== Page text ==

· · · · · · ·

Reports to lattice scheduler via tmpfs manifest (/run/pact/capability.json) + unix socket (consumed by lattice-node-agent, which pact supervises as a child process).

Emergency Mode (src/emergency/)

pact emergency --reason "..." → extended window, no rollback, full audit logging. Must end with explicit commit or rollback. Stale emergency → alert + scheduling hold.

Cross-Platform Development

Three-tier strategy for macOS development:

  1. Feature-gate: #[cfg(target_os = "linux")] for cgroup v2, eBPF, netlink, inotify, PTY allocation. Stubs compile on macOS.
  2. Mock implementations: MockSupervisor, MockObserver, MockGpuBackend, MockCpuBackend, MockMemoryBackend, MockNetworkBackend, MockStorageBackend for local dev/test on macOS. Unit + integration tests run with mocks.
  3. Devcontainer: Linux container for integration + acceptance tests (BDD/cucumber). Real supervisor, real observers, real cgroups. CI runs in this environment.

Resource Budget

  • RSS: < 50 MB (including eBPF maps and supervisor overhead)
  • CPU steady state: < 0.5%
  • CPU during drift eval: < 2%
  • CPU during shell session: depends on commands executed

· · · · · · ·

== Data records ==
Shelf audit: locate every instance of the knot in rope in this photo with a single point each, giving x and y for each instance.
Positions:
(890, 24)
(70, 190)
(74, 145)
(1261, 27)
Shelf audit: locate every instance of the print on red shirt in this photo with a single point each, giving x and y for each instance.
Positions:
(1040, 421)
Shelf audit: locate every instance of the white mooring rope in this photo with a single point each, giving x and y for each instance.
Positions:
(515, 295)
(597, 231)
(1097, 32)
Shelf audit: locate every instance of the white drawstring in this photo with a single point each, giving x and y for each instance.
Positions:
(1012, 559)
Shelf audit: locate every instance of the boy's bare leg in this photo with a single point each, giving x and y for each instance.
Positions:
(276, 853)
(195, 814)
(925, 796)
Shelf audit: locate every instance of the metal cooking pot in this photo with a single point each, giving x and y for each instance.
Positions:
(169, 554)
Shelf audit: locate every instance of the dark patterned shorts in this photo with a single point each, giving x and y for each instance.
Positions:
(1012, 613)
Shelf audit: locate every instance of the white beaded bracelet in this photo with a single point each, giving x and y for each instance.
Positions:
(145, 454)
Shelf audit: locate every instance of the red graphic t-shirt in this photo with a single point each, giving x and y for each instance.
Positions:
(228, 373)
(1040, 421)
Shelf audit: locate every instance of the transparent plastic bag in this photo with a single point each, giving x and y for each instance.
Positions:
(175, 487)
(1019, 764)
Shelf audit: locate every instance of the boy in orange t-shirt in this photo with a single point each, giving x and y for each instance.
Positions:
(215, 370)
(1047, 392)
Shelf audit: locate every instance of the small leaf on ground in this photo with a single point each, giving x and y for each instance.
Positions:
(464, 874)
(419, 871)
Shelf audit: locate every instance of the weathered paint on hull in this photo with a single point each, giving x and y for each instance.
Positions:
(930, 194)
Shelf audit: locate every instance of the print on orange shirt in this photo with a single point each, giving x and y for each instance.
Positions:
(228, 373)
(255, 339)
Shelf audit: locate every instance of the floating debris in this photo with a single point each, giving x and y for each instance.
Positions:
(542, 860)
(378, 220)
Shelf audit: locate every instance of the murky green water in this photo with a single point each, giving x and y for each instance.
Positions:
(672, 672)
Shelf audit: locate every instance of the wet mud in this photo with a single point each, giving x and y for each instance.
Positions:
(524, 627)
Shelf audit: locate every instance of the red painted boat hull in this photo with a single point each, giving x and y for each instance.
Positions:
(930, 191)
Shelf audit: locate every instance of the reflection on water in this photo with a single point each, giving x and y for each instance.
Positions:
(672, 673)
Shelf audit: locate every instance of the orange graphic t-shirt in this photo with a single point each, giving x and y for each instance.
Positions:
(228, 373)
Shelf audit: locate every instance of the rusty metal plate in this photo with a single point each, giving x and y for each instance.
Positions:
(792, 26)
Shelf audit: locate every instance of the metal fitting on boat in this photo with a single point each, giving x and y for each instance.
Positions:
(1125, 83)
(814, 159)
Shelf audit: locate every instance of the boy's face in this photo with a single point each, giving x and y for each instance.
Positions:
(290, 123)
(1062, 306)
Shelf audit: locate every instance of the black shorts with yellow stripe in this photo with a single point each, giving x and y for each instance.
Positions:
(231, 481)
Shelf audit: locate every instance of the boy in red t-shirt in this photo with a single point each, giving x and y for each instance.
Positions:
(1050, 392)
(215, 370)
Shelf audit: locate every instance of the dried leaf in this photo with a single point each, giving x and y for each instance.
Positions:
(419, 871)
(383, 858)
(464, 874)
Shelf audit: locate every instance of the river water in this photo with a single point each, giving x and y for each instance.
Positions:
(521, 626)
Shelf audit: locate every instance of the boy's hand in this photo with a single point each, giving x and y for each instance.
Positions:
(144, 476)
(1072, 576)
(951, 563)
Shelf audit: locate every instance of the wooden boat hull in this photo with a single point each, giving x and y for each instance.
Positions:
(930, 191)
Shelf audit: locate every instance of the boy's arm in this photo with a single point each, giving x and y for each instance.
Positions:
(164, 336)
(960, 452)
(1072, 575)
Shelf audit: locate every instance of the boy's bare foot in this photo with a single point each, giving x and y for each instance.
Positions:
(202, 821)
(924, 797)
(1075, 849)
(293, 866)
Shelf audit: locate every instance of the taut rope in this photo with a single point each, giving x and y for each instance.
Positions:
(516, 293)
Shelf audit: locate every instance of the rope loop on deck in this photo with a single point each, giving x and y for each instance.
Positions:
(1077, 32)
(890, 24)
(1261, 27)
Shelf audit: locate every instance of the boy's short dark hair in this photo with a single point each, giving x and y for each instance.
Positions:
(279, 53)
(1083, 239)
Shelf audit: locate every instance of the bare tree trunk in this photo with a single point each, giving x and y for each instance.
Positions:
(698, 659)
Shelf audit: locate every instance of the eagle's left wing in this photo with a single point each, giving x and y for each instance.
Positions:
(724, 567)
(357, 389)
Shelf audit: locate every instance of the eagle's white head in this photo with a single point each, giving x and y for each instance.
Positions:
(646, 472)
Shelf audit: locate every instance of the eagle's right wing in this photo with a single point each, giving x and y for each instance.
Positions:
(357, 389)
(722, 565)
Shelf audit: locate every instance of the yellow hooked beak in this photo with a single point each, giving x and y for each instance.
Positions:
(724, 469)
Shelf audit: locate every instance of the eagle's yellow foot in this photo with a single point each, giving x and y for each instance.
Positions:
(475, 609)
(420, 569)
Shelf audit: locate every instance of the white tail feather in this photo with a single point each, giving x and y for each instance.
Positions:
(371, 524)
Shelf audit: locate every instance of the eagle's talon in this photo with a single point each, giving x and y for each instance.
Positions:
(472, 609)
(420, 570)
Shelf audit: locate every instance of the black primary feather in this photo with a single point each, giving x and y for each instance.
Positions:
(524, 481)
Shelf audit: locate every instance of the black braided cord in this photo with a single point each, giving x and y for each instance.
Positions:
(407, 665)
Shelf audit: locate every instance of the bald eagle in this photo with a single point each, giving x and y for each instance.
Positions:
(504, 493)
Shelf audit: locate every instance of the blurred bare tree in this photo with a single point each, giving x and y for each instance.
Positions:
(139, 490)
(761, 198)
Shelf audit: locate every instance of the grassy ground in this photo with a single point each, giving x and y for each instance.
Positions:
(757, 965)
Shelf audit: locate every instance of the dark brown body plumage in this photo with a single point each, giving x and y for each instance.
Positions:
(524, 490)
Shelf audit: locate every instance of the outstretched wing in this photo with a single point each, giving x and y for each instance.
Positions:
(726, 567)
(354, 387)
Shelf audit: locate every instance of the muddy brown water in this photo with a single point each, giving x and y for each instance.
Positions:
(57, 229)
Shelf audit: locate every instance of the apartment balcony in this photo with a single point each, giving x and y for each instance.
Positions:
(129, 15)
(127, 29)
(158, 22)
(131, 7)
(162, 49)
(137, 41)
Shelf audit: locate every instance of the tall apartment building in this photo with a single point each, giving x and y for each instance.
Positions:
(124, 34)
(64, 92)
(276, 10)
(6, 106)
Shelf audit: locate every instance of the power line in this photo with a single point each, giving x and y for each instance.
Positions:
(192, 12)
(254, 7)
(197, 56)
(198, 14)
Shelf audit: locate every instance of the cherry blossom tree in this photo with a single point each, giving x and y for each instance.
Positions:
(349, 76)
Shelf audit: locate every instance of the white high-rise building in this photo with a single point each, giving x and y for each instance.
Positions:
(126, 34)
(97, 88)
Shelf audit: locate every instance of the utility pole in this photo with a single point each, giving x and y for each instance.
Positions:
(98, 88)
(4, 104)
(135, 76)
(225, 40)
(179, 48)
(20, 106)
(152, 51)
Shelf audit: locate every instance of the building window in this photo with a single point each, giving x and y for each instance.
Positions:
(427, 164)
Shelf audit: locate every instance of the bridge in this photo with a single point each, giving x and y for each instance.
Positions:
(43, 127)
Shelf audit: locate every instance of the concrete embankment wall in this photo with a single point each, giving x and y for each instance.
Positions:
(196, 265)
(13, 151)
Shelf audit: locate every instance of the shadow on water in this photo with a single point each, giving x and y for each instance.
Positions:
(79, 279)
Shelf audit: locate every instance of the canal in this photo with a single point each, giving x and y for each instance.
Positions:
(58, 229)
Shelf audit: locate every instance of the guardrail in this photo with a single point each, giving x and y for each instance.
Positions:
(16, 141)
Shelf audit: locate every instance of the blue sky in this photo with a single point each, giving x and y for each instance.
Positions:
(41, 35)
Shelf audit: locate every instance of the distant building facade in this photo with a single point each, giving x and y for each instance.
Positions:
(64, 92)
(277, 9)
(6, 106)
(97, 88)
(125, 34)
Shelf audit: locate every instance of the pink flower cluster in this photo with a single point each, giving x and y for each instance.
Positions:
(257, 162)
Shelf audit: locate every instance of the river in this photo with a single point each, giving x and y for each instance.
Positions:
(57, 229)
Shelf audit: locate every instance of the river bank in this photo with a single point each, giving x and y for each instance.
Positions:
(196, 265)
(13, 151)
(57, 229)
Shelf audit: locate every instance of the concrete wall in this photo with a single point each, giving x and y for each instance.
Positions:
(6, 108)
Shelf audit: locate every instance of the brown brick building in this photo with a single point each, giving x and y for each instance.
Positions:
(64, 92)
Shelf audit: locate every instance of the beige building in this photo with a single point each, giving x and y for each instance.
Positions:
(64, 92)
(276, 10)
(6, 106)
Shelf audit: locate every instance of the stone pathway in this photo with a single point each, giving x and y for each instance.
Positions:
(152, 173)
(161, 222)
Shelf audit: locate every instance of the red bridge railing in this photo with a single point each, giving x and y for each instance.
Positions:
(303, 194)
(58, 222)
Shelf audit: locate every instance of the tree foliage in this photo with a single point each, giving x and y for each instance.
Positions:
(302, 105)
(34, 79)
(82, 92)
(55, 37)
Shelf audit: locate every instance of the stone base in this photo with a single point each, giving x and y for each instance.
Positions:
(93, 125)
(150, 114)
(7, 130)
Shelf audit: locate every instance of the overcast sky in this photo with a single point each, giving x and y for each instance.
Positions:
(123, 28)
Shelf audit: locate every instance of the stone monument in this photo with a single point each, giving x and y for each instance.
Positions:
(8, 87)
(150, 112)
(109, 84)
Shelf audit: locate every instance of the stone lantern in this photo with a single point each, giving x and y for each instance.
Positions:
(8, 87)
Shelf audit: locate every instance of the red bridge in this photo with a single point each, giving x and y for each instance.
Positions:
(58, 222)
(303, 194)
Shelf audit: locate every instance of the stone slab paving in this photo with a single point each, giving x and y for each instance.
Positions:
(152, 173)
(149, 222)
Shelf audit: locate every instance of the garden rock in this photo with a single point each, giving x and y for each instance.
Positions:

· · · · · · ·

== What the task requires ==
What RSS limit does the pact design text set in its resource budget? The entries come from a different source than the page text.

== Answer box ==
Less than 50 MB, including eBPF maps and supervisor overhead.